[Recorded data start]

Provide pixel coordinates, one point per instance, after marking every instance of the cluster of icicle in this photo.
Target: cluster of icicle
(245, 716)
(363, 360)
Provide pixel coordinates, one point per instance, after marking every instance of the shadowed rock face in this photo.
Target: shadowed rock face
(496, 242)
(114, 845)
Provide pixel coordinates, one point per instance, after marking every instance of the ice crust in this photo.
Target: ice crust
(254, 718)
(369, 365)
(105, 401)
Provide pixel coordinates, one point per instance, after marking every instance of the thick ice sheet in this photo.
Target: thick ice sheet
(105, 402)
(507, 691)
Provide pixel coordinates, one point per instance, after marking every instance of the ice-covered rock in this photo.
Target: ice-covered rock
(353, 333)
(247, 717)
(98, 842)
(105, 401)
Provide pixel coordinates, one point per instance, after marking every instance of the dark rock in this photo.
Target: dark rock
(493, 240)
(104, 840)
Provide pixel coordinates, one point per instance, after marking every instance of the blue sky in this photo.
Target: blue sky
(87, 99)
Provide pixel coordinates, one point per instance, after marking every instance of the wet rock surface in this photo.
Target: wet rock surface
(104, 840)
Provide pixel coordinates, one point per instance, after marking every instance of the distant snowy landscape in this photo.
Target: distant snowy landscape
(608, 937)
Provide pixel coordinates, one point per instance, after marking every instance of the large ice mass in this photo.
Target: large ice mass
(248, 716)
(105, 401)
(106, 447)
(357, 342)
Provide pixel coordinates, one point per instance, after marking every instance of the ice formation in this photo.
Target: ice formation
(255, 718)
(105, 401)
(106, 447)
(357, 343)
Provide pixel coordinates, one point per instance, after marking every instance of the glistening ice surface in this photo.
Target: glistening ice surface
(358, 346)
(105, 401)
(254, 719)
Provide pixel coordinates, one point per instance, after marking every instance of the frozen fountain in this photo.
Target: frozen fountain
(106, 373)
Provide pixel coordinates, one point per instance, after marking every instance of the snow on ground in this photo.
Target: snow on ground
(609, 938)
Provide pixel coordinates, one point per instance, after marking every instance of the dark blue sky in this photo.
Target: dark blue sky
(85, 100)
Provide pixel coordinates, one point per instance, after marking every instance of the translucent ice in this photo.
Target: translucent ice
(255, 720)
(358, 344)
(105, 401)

[Recorded data end]

**Exercise description:** Copy out everything from the line containing "formation in this photo." down to the end of the rows, keeping each line as it stands.

**Solution:**
Provide pixel coordinates, one point per instance, after marking every instance of the ice formation in this photo.
Target: ice formation
(255, 718)
(105, 401)
(106, 447)
(357, 343)
Provide pixel coordinates, one point per instance, after marking every instance of the glistening ice surface in this photo.
Target: glistening ice surface
(358, 346)
(105, 401)
(254, 719)
Provide pixel coordinates, one point per instance, after marking every instance of the frozen fountain in this photo.
Target: frozen fountain
(106, 373)
Provide pixel coordinates, one point per instance, after marking every instance of the snow on ground in this photo.
Target: snow on ground
(609, 938)
Provide pixel coordinates, one point per instance, after marking every instance of the dark blue sky in this photo.
Target: dark blue sky
(85, 100)
Provide pixel coordinates, one point per instance, after marking every instance of the translucent ice in this photo.
Target: translucent ice
(255, 720)
(358, 344)
(105, 401)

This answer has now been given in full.